▶ [Entries pointing to named objects]:
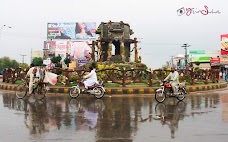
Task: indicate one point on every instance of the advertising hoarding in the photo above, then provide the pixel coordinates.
(38, 54)
(224, 44)
(73, 30)
(76, 49)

▶ [Problem statement]:
Format every line of the records above as a Markdown table with the columns "Row" and "Line", numbering each row and skipping blank lines. Leave the pictures out.

▶ [Solution to this task]:
| Row | Line |
|---|---|
| 1 | Task: indicate one point on every instance of the advertising hoarding in the photo above, then provide the pixel coordinates. |
| 2 | (38, 54) |
| 3 | (224, 44) |
| 4 | (73, 30) |
| 5 | (76, 49) |